# Auszuführende Aufgaben
#1 Entnehmen Sie dem Auszug über Maximilian I. wörtlich den Abschnitt, der bei den Worten mit „Ja, der Habsburger“ beginnt, und hören Sie nach „die er hinterließ.“ auf.
#2 Was nutzte Maximilian I. laut dem Auszug über Maximilian I. als „Markenzeichen“?

# Bereitgestellter Auszug
☆ ☆ ☆
Ja, der Habsburger Maximilian I. war ein „INFLUENCER“ – in seinem Denken war er seiner Zeit weit voraus: er förderte und nutzte die neuen druckgrafischen Möglichkeiten seiner Zeit wie jemand, der wusste, dass er niemals die finanziellen Mittel haben würde, sich Ehrenpforten oder Triumphzüge real leisten zu können! Der sich aber umso vehementer ihrer Verbreitung mittels der Druckgrafik bedienen wollte. Seine Selbstdarstellung steigerte er um des Erkennungswertes willens und nutzte seine Nase als „Markenzeichen“. Kein anderer Herrscher seiner Epoche war so darauf bedacht, seine „Gedechtnus“ zu wahren und zu verbreiten. Seine in Auftrag gegebenen Kunstwerke, verblüfften seine Zeitgenossen. Auch zum hohen Preis von Schulden, die er hinterließ.
☆ ☆ ☆
# Datenzeilen
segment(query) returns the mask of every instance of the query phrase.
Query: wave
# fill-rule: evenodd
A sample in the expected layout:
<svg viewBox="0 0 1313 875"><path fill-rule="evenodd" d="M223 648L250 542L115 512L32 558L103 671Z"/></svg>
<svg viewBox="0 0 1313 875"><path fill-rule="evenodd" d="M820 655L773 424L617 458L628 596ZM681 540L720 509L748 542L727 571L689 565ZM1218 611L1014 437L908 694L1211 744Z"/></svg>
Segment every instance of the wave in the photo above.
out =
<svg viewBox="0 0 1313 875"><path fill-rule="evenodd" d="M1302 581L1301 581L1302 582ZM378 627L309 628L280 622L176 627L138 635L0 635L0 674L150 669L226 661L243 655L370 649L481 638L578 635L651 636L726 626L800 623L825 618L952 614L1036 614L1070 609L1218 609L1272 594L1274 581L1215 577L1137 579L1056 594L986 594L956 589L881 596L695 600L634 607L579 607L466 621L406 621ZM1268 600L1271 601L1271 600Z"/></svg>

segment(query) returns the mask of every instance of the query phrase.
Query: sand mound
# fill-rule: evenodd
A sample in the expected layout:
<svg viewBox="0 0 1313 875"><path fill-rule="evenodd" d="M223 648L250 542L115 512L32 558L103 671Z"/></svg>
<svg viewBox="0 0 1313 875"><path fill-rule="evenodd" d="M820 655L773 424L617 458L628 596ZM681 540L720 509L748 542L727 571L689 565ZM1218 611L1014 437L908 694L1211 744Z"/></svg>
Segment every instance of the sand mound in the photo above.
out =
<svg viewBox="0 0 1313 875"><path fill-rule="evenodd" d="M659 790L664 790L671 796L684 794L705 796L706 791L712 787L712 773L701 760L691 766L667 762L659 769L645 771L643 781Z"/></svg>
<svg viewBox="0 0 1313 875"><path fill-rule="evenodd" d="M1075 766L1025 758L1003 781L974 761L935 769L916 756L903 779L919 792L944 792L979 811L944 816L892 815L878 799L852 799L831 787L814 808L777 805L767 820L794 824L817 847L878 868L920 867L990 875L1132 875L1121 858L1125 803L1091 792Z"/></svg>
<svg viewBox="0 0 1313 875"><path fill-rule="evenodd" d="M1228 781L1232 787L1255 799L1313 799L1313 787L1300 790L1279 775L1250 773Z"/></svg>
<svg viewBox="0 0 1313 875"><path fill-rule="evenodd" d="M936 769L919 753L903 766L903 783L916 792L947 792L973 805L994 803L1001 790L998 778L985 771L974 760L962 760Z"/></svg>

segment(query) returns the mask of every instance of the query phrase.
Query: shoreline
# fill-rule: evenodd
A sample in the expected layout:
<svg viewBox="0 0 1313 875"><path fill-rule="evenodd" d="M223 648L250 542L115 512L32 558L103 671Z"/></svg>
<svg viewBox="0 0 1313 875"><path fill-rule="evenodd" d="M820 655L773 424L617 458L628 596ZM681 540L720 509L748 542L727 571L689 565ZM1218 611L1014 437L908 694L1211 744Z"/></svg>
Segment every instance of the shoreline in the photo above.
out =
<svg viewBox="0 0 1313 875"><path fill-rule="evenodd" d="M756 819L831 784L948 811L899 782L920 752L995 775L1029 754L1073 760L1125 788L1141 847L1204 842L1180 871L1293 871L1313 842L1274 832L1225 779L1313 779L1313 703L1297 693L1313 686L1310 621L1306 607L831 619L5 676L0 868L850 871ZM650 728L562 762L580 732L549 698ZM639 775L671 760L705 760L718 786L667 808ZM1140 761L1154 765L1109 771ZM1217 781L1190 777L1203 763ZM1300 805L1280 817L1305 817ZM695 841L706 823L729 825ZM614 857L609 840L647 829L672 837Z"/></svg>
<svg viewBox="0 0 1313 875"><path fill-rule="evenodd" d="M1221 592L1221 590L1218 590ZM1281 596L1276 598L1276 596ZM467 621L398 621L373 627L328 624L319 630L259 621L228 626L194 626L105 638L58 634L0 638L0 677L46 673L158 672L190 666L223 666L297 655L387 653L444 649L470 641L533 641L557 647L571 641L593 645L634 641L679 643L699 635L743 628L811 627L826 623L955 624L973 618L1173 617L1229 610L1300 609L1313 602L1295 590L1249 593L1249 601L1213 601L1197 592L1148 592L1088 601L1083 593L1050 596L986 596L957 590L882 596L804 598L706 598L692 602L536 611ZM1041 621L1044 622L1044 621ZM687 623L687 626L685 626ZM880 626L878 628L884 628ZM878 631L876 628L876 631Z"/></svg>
☆ ☆ ☆
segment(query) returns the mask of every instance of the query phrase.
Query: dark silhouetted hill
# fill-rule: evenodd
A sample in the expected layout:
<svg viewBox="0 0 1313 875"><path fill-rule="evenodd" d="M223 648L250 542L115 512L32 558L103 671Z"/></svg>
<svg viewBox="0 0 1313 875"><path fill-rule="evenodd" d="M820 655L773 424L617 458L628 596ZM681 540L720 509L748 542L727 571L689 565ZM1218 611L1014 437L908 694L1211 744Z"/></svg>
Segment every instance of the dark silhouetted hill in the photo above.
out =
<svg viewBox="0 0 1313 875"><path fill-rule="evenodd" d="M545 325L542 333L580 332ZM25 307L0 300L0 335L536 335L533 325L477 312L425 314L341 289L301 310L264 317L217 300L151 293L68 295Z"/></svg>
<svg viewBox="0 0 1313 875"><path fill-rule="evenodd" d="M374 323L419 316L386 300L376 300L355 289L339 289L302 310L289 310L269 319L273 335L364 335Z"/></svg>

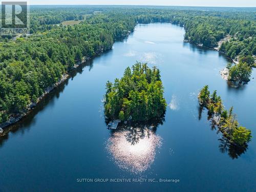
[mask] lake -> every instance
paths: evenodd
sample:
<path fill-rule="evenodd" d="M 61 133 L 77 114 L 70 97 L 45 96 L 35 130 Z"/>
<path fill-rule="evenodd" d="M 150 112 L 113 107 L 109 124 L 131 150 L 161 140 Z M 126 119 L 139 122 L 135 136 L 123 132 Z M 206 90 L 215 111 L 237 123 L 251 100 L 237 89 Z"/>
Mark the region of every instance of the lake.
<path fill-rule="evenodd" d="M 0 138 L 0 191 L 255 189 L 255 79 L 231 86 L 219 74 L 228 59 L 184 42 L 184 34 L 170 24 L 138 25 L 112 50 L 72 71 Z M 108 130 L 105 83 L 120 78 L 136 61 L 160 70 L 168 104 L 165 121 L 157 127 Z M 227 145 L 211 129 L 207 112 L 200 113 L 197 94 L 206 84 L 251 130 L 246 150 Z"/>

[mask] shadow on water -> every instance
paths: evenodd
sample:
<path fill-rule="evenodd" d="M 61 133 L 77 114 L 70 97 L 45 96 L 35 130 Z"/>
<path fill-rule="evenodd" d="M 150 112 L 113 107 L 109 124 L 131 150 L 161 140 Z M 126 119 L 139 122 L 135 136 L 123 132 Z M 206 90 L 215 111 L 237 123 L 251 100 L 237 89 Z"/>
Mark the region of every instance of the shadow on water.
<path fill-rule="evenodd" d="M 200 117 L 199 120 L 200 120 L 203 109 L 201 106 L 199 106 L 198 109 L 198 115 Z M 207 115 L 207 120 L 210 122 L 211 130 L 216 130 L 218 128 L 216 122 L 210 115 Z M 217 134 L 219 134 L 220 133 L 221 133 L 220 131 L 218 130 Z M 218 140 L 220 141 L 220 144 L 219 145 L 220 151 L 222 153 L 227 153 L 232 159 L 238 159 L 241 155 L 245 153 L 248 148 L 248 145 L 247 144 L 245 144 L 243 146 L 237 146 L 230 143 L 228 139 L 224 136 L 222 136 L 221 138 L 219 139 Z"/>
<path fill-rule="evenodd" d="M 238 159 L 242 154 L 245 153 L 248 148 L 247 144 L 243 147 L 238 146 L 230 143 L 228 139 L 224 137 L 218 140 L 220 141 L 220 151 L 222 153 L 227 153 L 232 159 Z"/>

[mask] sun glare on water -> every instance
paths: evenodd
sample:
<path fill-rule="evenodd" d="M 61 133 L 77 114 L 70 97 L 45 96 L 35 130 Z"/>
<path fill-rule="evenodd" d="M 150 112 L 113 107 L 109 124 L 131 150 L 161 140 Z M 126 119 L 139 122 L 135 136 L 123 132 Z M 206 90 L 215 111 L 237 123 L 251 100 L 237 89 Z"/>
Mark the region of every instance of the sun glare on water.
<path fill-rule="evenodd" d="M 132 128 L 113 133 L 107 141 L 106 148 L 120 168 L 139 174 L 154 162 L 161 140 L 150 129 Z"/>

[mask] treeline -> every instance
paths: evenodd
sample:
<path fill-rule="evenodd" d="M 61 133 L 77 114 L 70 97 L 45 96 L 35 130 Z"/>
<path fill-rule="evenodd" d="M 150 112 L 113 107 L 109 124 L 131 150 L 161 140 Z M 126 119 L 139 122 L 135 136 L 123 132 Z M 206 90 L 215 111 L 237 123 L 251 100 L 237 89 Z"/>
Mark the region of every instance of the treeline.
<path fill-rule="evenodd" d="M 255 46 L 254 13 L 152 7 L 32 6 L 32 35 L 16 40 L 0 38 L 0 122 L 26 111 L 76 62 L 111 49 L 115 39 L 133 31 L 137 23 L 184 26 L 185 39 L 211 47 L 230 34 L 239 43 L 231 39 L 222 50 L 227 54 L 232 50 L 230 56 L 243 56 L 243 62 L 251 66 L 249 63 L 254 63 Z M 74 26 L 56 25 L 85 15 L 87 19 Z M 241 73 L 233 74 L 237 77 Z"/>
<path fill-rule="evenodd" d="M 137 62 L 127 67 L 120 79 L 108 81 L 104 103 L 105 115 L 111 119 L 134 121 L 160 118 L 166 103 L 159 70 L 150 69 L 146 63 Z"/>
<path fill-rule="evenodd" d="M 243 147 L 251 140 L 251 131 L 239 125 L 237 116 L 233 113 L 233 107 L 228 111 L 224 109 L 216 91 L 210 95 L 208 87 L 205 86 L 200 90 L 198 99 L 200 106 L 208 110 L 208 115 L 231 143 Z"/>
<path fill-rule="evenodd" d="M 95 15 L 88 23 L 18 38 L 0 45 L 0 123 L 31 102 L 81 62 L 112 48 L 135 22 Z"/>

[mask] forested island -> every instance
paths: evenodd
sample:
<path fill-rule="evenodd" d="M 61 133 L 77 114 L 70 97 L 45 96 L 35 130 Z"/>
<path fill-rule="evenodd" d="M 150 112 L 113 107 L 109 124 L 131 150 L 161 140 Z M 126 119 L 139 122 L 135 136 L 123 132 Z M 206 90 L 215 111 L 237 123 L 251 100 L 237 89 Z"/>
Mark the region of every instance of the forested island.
☆ ☆ ☆
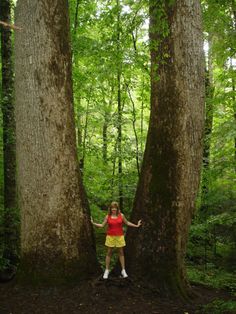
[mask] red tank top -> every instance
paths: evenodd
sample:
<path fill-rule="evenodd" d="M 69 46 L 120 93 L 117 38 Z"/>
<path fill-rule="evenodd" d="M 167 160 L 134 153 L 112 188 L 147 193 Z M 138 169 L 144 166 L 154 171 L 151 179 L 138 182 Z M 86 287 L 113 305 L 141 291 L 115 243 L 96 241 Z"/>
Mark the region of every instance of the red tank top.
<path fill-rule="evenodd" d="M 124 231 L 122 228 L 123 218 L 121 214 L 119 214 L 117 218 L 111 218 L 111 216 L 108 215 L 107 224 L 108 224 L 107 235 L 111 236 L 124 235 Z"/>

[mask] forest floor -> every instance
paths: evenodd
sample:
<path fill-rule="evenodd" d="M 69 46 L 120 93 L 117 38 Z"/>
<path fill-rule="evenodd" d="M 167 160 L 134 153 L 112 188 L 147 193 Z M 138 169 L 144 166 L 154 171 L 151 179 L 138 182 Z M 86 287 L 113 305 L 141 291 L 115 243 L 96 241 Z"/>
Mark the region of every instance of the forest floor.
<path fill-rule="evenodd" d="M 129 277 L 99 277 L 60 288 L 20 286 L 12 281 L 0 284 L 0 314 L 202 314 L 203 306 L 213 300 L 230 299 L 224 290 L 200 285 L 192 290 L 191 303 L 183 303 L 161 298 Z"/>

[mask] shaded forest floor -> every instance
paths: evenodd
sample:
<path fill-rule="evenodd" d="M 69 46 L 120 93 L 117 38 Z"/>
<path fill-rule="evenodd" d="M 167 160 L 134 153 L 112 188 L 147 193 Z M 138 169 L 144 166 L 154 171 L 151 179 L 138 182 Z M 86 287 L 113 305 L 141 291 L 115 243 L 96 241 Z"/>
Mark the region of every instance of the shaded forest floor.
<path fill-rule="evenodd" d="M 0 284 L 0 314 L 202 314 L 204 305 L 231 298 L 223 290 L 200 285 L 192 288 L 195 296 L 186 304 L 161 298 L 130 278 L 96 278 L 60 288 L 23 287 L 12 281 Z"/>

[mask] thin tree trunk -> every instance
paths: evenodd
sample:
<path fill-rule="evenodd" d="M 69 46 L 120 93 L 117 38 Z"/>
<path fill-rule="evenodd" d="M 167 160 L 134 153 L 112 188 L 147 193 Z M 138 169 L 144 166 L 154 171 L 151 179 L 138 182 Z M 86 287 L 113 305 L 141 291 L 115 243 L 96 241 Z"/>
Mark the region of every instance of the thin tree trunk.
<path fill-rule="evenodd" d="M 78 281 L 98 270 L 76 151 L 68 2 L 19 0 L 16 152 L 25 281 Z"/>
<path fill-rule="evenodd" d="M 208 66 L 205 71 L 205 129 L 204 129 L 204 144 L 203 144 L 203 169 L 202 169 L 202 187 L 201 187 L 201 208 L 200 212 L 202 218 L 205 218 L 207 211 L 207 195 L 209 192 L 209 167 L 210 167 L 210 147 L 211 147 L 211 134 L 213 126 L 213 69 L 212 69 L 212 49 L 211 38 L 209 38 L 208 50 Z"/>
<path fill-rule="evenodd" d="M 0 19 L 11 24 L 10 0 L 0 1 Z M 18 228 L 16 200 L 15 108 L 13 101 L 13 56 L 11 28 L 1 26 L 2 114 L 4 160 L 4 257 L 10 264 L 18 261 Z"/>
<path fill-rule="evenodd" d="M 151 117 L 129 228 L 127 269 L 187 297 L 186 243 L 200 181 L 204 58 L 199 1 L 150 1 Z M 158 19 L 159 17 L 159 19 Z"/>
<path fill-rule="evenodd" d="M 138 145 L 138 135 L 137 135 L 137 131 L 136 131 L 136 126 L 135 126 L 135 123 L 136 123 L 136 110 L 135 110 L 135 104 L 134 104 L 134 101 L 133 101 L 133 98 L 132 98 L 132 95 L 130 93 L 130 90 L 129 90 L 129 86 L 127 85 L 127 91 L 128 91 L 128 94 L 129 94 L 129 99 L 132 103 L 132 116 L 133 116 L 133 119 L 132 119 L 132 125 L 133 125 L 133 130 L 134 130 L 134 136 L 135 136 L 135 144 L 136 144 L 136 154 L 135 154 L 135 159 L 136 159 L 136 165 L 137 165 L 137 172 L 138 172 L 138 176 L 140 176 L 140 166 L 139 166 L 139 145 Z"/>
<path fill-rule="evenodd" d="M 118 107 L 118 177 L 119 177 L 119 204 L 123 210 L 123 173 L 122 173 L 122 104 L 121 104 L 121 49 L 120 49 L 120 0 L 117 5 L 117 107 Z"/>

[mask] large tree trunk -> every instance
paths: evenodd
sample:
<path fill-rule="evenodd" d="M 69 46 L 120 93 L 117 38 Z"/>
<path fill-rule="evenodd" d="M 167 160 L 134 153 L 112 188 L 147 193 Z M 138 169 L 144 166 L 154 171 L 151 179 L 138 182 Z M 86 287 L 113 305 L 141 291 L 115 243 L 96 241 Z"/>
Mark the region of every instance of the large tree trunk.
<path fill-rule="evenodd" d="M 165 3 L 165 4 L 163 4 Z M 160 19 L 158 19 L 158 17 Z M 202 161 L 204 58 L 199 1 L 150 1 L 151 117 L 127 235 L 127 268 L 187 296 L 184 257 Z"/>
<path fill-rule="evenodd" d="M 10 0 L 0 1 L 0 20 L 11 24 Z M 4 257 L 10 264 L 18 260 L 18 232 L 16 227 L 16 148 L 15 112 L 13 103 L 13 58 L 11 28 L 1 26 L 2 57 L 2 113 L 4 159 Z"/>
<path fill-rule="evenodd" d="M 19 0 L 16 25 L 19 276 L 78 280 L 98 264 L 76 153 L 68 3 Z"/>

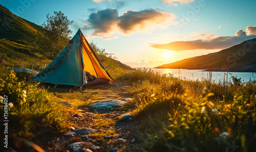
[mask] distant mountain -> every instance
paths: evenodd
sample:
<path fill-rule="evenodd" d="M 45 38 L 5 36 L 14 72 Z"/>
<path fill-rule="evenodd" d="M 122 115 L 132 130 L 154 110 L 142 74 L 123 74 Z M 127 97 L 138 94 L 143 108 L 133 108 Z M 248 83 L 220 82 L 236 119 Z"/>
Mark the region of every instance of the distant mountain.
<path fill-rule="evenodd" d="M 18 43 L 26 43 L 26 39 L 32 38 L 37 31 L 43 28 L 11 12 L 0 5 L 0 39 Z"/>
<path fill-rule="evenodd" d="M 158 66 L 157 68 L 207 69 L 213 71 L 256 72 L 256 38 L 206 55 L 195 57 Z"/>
☆ ☆ ☆
# Die Ergebnisse
#1
Ja, der Habsburger Maximilian I. war ein „INFLUENCER“ – in seinem Denken war er seiner Zeit weit voraus: er förderte und nutzte die neuen druckgrafischen Möglichkeiten seiner Zeit wie jemand, der wusste, dass er niemals die finanziellen Mittel haben würde, sich Ehrenpforten oder Triumphzüge real leisten zu können! Der sich aber umso vehementer ihrer Verbreitung mittels der Druckgrafik bedienen wollte. Seine Selbstdarstellung steigerte er um des Erkennungswertes willens und nutzte seine Nase als „Markenzeichen“. Kein anderer Herrscher seiner Epoche war so darauf bedacht, seine „Gedechtnus“ zu wahren und zu verbreiten. Seine in Auftrag gegebenen Kunstwerke, verblüfften seine Zeitgenossen. Auch zum hohen Preis von Schulden, die er hinterließ.

#2 Seine Nase.